**DESCRIPTION OF THE TASK:** Please count the lines in the data below that contain the string "find". Reply with that number only.

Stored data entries
+---+

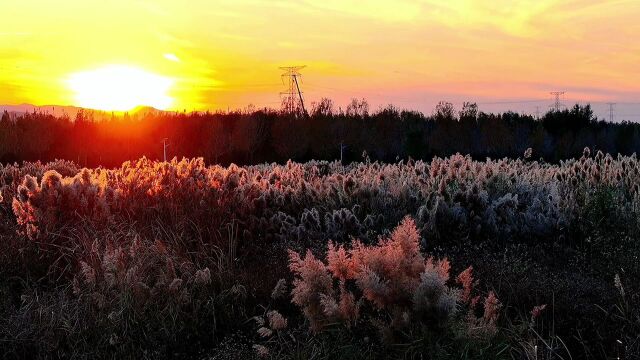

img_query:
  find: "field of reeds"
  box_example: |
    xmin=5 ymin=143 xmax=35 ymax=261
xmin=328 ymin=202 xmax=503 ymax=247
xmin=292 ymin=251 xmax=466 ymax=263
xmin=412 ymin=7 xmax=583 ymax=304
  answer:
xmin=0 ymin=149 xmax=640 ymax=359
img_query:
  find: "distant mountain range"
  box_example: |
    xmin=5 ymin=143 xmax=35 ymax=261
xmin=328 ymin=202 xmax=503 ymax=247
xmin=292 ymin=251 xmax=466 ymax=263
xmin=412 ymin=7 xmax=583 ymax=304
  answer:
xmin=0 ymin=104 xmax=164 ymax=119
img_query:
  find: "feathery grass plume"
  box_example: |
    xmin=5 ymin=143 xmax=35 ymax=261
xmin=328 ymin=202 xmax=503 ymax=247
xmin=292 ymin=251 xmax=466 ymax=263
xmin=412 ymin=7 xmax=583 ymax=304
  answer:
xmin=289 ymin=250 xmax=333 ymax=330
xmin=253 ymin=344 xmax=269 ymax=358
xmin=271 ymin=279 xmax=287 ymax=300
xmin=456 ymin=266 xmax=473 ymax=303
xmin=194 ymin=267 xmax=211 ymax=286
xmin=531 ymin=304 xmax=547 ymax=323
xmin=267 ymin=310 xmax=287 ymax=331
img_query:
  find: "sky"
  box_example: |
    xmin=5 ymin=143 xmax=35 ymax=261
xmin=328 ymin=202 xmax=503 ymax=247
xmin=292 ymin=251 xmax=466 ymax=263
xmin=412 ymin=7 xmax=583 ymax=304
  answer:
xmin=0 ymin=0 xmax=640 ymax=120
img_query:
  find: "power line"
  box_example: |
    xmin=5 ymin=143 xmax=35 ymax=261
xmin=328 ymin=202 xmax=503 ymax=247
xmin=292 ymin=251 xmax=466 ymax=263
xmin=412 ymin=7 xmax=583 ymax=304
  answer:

+---+

**RESULT:** 5